AIM
Write out the records below again, swapping "deepest" for "most central" everywhere it occurs and leaving every other word unchanged. Omit the pictures.

(Excerpts of pointing data)
<<<<

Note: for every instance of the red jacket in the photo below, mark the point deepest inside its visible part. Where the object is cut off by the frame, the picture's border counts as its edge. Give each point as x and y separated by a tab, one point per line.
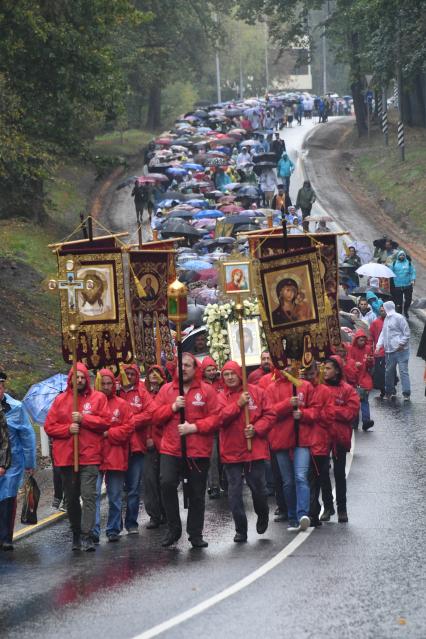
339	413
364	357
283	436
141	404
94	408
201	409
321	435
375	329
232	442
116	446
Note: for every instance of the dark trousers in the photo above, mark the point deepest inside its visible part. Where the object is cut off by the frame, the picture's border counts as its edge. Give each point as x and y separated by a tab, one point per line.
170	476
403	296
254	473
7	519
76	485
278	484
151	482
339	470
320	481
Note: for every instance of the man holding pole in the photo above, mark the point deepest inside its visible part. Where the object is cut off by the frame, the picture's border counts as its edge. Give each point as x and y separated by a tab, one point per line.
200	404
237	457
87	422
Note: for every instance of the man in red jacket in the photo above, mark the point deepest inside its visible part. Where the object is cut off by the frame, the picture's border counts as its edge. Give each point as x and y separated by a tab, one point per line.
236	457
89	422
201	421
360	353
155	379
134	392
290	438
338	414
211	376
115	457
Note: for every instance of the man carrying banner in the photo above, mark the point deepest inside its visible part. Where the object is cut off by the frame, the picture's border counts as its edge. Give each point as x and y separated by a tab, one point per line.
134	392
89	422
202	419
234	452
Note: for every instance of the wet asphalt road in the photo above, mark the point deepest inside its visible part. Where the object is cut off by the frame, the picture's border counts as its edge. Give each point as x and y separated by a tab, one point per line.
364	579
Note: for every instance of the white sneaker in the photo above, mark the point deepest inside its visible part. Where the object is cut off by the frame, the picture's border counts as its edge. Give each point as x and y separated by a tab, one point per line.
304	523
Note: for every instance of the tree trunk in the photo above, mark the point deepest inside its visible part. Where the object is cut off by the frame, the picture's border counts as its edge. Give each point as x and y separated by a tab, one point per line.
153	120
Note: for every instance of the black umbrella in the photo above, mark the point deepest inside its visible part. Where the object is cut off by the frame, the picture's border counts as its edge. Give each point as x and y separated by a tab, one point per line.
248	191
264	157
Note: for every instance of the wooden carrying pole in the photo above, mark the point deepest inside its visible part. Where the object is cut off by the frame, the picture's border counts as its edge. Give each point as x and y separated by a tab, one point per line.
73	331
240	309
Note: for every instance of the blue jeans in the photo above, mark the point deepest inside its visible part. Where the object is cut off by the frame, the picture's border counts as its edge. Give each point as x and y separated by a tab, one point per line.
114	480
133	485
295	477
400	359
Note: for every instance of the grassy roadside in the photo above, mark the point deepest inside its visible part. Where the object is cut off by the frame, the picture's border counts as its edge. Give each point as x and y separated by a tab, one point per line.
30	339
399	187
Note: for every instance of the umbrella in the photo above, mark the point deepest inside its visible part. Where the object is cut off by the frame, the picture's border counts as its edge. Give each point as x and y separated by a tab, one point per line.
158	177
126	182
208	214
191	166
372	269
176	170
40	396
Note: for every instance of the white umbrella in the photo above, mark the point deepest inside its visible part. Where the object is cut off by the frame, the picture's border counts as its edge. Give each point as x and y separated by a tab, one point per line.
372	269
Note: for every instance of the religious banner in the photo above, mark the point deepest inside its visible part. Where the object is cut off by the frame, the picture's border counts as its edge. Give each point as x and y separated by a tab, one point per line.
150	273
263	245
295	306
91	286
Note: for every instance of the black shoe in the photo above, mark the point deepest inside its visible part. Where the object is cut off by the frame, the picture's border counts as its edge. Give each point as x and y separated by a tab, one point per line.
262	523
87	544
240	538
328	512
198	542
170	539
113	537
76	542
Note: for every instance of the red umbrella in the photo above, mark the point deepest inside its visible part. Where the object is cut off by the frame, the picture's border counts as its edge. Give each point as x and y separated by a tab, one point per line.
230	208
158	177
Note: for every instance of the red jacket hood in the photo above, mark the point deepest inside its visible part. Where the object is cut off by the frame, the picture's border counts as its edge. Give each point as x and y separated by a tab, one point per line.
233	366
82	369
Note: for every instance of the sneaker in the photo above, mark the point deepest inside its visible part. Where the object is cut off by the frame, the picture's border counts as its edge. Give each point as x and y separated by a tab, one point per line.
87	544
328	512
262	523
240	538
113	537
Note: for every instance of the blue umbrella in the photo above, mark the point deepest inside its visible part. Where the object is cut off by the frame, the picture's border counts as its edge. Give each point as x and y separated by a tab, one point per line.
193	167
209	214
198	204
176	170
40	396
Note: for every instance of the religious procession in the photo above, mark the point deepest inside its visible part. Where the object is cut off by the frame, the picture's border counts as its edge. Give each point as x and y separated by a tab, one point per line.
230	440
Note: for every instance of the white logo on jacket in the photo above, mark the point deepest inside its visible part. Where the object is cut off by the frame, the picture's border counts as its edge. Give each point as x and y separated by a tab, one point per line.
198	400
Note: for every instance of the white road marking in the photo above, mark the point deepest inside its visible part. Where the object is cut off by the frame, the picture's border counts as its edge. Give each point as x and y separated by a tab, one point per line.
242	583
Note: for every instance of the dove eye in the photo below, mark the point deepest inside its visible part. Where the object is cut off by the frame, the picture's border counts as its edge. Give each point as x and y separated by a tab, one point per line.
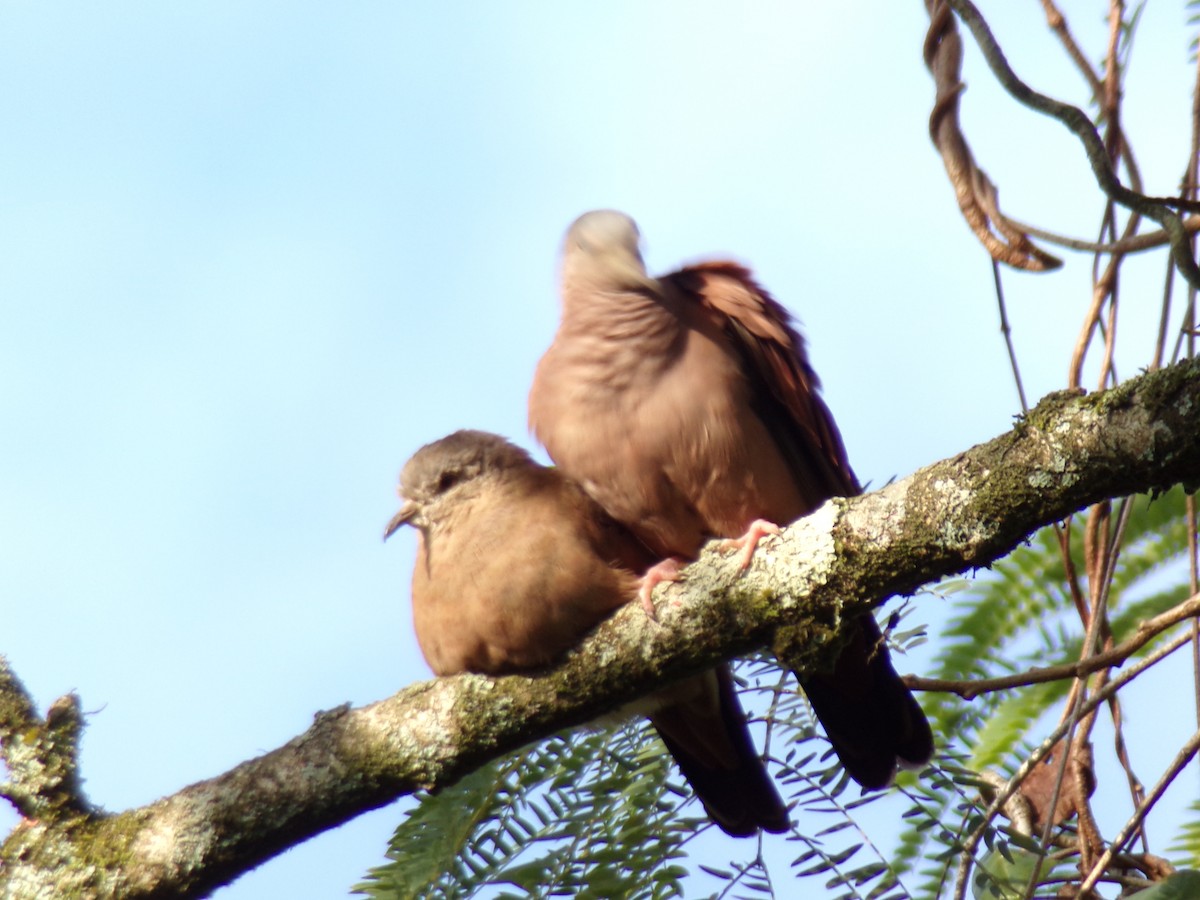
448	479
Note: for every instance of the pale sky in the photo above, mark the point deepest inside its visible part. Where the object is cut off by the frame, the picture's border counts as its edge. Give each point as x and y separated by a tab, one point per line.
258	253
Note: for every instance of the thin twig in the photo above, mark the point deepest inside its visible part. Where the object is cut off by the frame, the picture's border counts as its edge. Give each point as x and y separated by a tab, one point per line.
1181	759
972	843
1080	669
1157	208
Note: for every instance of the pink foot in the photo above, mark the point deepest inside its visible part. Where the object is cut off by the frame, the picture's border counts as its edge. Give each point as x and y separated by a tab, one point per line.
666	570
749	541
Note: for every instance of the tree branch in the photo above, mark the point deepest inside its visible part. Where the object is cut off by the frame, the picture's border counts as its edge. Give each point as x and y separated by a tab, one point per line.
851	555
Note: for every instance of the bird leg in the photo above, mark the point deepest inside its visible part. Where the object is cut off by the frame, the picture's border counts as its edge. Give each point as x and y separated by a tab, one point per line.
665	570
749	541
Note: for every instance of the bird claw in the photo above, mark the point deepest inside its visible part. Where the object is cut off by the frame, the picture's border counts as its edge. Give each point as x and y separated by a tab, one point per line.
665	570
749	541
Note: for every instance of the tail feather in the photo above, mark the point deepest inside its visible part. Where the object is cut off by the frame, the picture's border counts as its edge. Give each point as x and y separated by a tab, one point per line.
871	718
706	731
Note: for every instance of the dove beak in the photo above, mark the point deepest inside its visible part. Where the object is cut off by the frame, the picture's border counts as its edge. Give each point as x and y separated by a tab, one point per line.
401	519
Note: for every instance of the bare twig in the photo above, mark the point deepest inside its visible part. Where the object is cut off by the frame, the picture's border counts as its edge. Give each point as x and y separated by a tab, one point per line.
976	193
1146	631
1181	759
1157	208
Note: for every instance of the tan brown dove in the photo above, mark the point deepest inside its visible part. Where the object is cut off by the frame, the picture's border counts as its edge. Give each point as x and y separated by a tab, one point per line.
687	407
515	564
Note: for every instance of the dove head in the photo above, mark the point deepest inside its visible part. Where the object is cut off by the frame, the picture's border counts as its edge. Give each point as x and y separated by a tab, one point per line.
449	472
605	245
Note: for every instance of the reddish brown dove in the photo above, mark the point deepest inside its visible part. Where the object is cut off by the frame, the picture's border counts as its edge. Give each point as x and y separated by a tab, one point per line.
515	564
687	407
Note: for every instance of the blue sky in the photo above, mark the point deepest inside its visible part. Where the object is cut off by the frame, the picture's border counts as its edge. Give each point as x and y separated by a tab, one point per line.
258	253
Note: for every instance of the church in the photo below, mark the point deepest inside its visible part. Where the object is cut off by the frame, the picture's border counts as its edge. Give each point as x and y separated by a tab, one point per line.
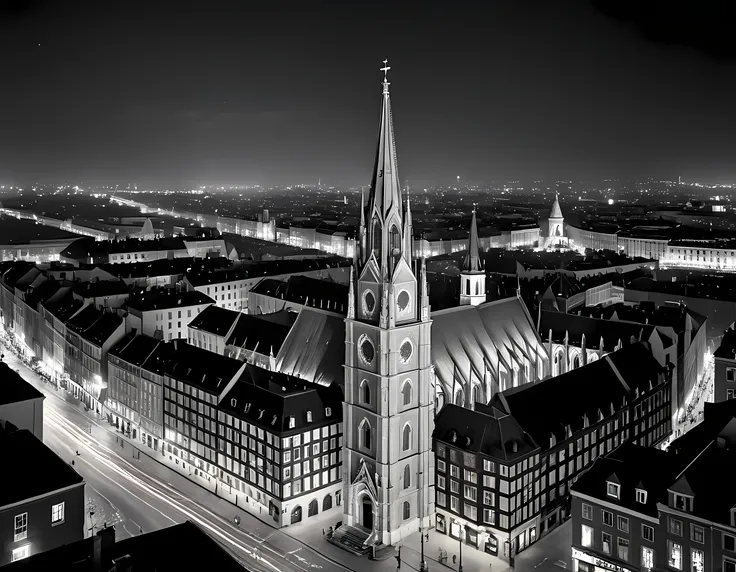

>>>>

EXPECTED ANSWER
Note: for every instance of the red jacket in the photo below, mark the point most central inside its visible part. Where the object is cut off by the frame, the picture's border counts as its edge. Give each point as x and y separated by a tab, one point per line.
339	413
364	357
283	436
141	404
94	408
201	409
321	435
375	329
232	442
116	446
Note: for every instance of the dark trousers in the photo above, mark the point most central inside its visible part. Where the object is cut off by the frame, the picture's border counts as its edge. Give each point as x and y separated by a tab, one point per line.
170	476
403	296
254	473
7	519
76	485
278	484
151	482
339	470
320	481
Note: for every instance of the man holding pole in the photo above, mark the point most central inside its visible part. Where the object is cut off by the frame, the picture's border counts as its edge. Give each point as x and y separated by a tab, one point per line.
200	404
237	457
87	422
Note: for every instance of the man in red jacket in the photo above, mark the point most central inside its visible part. Where the object is cut off by the frame, the picture's border counts as its edge. Give each point as x and y separated by a tab, one point per line.
236	457
89	422
201	421
360	353
155	379
134	392
290	438
338	414
211	376
115	457
Note: for every instance of the man carrying banner in the photo above, mark the point most central inside its visible part. Where the object is cut off by the frame, the picture's border counts as its edge. Give each point as x and y separated by a tab, one point per line.
134	392
89	422
202	419
234	452
Note: for every instance of the wet asphalt road in the photo above, mark the point most central inside its visible part. Where the object is cut off by the frame, the picture's border counts as its edge. Give each point as x and y separated by a tab, one point per line.
364	579
Note: for every instance of the white sneaker in the photo above, mark the point most central inside its visible part. Where the object is cut off by the frame, the picture's border counts as its edge. Give each point as x and y separated by a tab, one point per line.
304	523
Note: for every instance of the tree trunk in the photo above, mark the point most central inside its visible part. Where the object is cut off by the frame, the picture's border counts as its edge. Give each point as x and y separated by a tab, one point per line.
153	120
Note: for every instance of the black umbrella in the photo above, mark the point most central inside its visible part. Where the object is cut off by the frame, the picture's border counts as its edge. Give each point as x and y separated by a tab, one point per line.
248	191
264	157
Note: for every instance of the wooden carrying pole in the photo above, mark the point most central inside its visible part. Where the object is cut off by the frame, the picture's border counts as its edge. Give each point as x and y separated by a tab, one point per line.
73	331
240	309
Note: for every instance of the blue jeans in the photo above, mark the point most central inside its visible part. Where the object is cut off by the frame, the picture's border counts as its edge. Give each point as x and y separated by a tab, one point per line.
114	480
133	485
295	477
400	359
Note: for every instance of the grassy roadside in the photo above, mark the point most central inside its visible part. Where the object is cut off by the frame, the picture's border counts as its edge. Give each point as x and y separated by a tab, one point per line.
30	339
399	187
Note: for every instance of the umbrella in the photo above, mark the point most central inside its visible part. Where the object is cut off by the frame, the picture's border counts as its edge. Give each point as x and y separated by a tab, one point per line.
158	177
126	182
208	214
191	166
372	269
176	170
40	396
Note: for every instance of the white umbrella in the photo above, mark the point most central inside its visible part. Where the object is cut off by the frame, the picture's border counts as its edge. Give each point as x and y separated by a tab, one point per line.
372	269
Note: for every instance of the religious banner in the photo above, mark the point most central inside its visible part. Where the object is cut off by the frame, the picture's border counts as its edge. Give each point as x and y separated by a tab, one point per line.
150	273
263	245
295	306
91	286
Note: for every instance of the black shoe in the photo above, mark the point most central inside its visible part. Where the object is cut off by the frame, the picture's border counts as its edge. Give each point as x and y separated by a tab, one point per line.
262	523
87	544
240	538
328	512
198	542
170	539
113	537
76	542
Note: for every instance of the red umbrella in the photo above, mark the point most central inside its visible part. Where the object is cut off by the frame, the picture's border counts as its edge. Give each point as x and y separated by a tab, one point per line.
230	208
158	177
Note: for every instance of the red jacket hood in the photo above, mark the point most central inside its visible part. Where the object is cut off by the frame, the picture's border counts as its edge. Give each point as x and y separated by a tab, one point per line.
233	366
82	369
Note: for every instance of the sneaker in the photo above, mark the point most central inside its visible part. Where the object is cut off by the frame, the picture's border counts as its edge. Give each point as x and y separated by a tab, one point per line.
87	544
328	512
262	523
240	538
113	537
Note: for every instance of the blue umbrella in the photo above, mark the point most central inside its visible part. Where the object is cut off by the frame, the picture's border counts as its edge. Give each point as x and y separated by a tab, one point per line.
193	167
209	214
198	204
176	170
40	396
Note: for every instance of the religious procession in the photo above, mark the point most central inside its visible part. Where the object is cut off by the frame, the picture's border counts as its edge. Give each point as x and y separated by a tab, one point per line.
230	440
Note: for every instance of the white logo on jacket in the photo above, mark the point most central inside its visible part. Where the object is cut off by the frame, the picture's border counts as its edge. Give each point as x and y separated by a tab, one point per line.
198	400
Note: for every instance of the white road marking in the photo above, mark the point most central inside its visible part. Where the object is cut off by the frame, the picture's border counts as its edge. Give each point as x and y separated by a tab, one point per line.
242	583
Note: for every instance of the dove eye in the photo below, mark the point most central inside its visible part. Where the object is cut off by the frame, the picture's border counts as its edge. Give each point as x and y separated by a tab, one point per line.
448	479
Note: for every instance of the pale sky in the photo above, mark the point most central inside its visible part. Where the object is cut off by the frame, the picture's border counts as its edge. Give each point as x and y separated by a tab, one point per line.
258	253
Note: for every instance of the thin twig in the photo above, mark the point most central inside its visible part. Where the object is cut off by the frame, the picture's border counts as its edge. Give each point as x and y separated by a tab, one point per line.
1181	759
972	843
1080	669
1157	208
Note: for every instance of the pink foot in the photo above, mark the point most central inside its visible part. Where the object is cut off by the frame, the picture's border counts as its edge. Give each point as x and y separated by a tab, one point per line.
666	570
749	541
Note: for every instance of the tree branch in the photo above, mark the point most central inside its visible part. Where the object is cut off by the frame, the picture's border counts as its edge. Give each point as x and y separated by a tab, one point per line.
851	555
Note: for every instance of the bird leg in the photo above, mark the point most central inside its visible part. Where the object is cut off by the frame, the picture's border counts as its edge. Give each point as x and y separated by a tab, one point per line.
665	570
749	541
Note: for every instance of the bird claw in the photo above, mark the point most central inside its visible part. Where the object is cut off by the frame, the picture's border counts as its edge. Give each point as x and y separated by a tab, one point per line.
665	570
749	541
Note: for every instance of the tail feather in the photo above, mark the point most central inside its visible part. Where the object is cut off by the frame, the picture's border counts as its edge. Give each point as x and y separated by a tab, one point per line.
871	718
706	731
Note: for every instance of the dove beak in the photo above, mark the point most central inside its visible part. Where the object is cut off by the frame, the picture's border counts as its edge. Give each point as x and y separated by a tab, one point per line.
401	519
Note: for every instance of the bare twig in the photo above, mark the point most central inside its visible part. Where the object is cut off by the frame, the picture's border counts as its edge. Give each point as x and y separated by a tab, one point per line.
976	193
1146	631
1181	759
1157	208
Note: for every instance of the tan brown dove in the photo above, mark the point most central inside its visible part. Where the object is cut off by the frame, the picture's border counts as its edge. Give each point as x and y separated by a tab, one point per line.
687	407
515	564
Note: for every instance of the dove head in the photo above, mark the point most central inside its visible part. Where the object is cut off by the frame, the picture's border counts as its edge. Give each point as x and y separated by a tab, one point per line.
449	472
605	245
Note: for every instance of the reddish brown dove in the photo above, mark the point most central inside its visible part. Where the object is cut off by the frame, the picture's border counts as its edge. Give each point as x and y separated by a tab, one point per line.
515	564
687	407
Note: for every instance of the blue sky in the photo above, mark the point most central inside its visible part. Where the object is cut off by the frame, the picture's border counts as its edge. Give each point as x and y separated by a tab, one point per line.
258	253
Note: for every instance of the church in the photo below, mark the point most central inside its visible part. Where the object is cut off by the frame, the picture's border counts as its edge. Give each point as x and y separated by a tab, one point per line.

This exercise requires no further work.